Entries shown:
↓
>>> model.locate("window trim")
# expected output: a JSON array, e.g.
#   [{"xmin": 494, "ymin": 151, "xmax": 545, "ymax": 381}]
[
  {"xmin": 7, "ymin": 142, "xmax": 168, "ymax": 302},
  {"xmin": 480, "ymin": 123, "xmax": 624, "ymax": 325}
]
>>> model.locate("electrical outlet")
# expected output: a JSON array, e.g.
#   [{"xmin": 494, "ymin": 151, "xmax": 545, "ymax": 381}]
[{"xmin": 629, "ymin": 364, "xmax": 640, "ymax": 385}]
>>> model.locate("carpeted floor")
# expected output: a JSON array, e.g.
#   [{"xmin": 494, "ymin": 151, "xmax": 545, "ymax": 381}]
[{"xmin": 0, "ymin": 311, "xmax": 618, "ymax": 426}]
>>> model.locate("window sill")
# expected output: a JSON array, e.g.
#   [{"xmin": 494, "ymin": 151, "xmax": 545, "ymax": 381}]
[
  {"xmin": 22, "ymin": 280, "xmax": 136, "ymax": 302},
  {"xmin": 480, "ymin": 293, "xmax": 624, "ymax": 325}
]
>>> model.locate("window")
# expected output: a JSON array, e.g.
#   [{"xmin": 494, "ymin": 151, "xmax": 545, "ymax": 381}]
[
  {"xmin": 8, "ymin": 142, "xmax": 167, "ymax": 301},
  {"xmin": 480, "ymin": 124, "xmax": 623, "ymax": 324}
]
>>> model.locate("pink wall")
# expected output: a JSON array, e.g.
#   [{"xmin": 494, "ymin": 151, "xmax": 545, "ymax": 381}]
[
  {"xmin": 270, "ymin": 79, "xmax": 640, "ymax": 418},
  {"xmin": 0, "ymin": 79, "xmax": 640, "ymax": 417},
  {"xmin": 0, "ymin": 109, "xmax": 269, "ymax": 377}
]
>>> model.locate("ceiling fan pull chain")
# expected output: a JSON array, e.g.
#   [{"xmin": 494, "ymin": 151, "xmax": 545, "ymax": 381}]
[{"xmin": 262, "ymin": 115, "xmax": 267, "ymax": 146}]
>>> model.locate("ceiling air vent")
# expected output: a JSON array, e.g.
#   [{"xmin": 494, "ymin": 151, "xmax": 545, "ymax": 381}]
↑
What needs to be done: Rewrite all of the data above, replacing every occurrence of "expected output" with "sample output" and leaving everything else unchanged.

Reply to the exercise:
>>> model.locate("window trim")
# sample output: a JSON array, e.g.
#   [{"xmin": 494, "ymin": 151, "xmax": 545, "ymax": 381}]
[
  {"xmin": 7, "ymin": 142, "xmax": 168, "ymax": 302},
  {"xmin": 480, "ymin": 123, "xmax": 624, "ymax": 325}
]
>>> model.locate("electrical outlet")
# sample output: a JSON array, e.g.
#   [{"xmin": 494, "ymin": 151, "xmax": 545, "ymax": 381}]
[{"xmin": 629, "ymin": 364, "xmax": 640, "ymax": 385}]
>>> model.locate("carpeted floor")
# sample output: a JSON array, e.g.
#   [{"xmin": 494, "ymin": 151, "xmax": 545, "ymax": 381}]
[{"xmin": 0, "ymin": 311, "xmax": 618, "ymax": 426}]
>>> model.locate("window sill")
# sample output: a JSON array, e.g.
#   [{"xmin": 494, "ymin": 151, "xmax": 545, "ymax": 381}]
[
  {"xmin": 22, "ymin": 280, "xmax": 136, "ymax": 302},
  {"xmin": 480, "ymin": 293, "xmax": 624, "ymax": 325}
]
>>> model.locate("window")
# sample output: a JSON array, e.g.
#   [{"xmin": 494, "ymin": 151, "xmax": 545, "ymax": 381}]
[
  {"xmin": 8, "ymin": 142, "xmax": 167, "ymax": 301},
  {"xmin": 480, "ymin": 124, "xmax": 623, "ymax": 324}
]
>>> model.locate("pink wall")
# sample output: a JSON array, e.g.
#   [{"xmin": 494, "ymin": 151, "xmax": 545, "ymax": 381}]
[
  {"xmin": 270, "ymin": 79, "xmax": 640, "ymax": 418},
  {"xmin": 0, "ymin": 79, "xmax": 640, "ymax": 417},
  {"xmin": 0, "ymin": 109, "xmax": 269, "ymax": 377}
]
>>> model.locate("ceiling fan pull chain")
# sample output: a JSON array, e.g.
#   [{"xmin": 494, "ymin": 151, "xmax": 545, "ymax": 381}]
[{"xmin": 262, "ymin": 115, "xmax": 267, "ymax": 146}]
>>> model.locate("ceiling air vent")
# sample output: a JSON array, e.g.
#   [{"xmin": 494, "ymin": 151, "xmax": 545, "ymax": 381}]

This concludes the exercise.